#### WRITTEN PROBLEM:
Copy out all of the rows below, requests included, and shift every x and y coordinate in the answers by -14. Omit the pictures.

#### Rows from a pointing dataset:

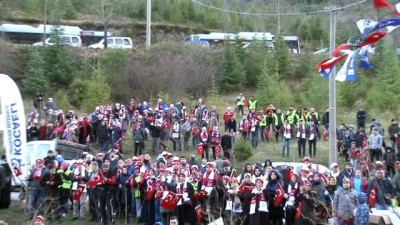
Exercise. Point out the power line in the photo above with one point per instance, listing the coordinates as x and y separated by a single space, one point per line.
325 10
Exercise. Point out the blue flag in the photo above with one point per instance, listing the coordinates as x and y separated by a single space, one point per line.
326 72
382 24
364 62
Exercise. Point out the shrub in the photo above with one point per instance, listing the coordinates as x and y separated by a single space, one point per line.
242 150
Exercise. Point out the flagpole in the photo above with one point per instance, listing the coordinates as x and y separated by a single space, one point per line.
332 90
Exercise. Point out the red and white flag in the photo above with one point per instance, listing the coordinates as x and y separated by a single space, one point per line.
298 211
279 195
328 63
150 190
198 214
324 179
372 197
170 201
373 38
78 192
17 171
159 190
243 188
341 47
99 178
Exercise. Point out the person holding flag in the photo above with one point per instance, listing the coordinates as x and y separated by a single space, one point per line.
344 203
258 212
234 203
291 191
275 196
380 190
50 182
306 204
36 192
79 178
185 209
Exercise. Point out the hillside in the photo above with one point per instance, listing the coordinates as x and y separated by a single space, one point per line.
175 19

#### RIGHT ANSWER:
Exercise. Point out the power line in the photo above with one point per instance, listing the coordinates as x and y separated by a single space, one point per line.
311 -4
Exercise. Point out the blue flag in the photo above with one point per instance, listing the coordinates as x and y separated by a single space, one point per line.
312 58
368 10
350 48
Exercise. Point out the shrub in the photo above with one point per instance, listing the coordinates as x and y separated by a single space, one point per line.
228 136
Exercise. Point out the flagpole in the photo above with one point per instance, listing the coordinates as x and y separated by a single space, one point per line.
318 76
Exercise. Point out the red and white flag in the photo above with one point per instance, listing the coordinates as x and y separated by a single space, one point per line.
284 197
265 181
314 49
136 176
184 200
310 165
358 183
156 187
359 24
64 178
3 157
145 176
229 174
327 33
85 164
Exercise. Point out the person holding flag in the photo above with one point per instance, listing the coordinates as x and y separated by a single space, one point per line.
330 189
244 198
220 189
277 177
261 182
366 176
36 168
292 190
22 178
65 164
171 195
Exercise. Point out the hillside in the photo above with one point per instance, listing the coordinates as x and y separated by a single space, one point per line.
161 5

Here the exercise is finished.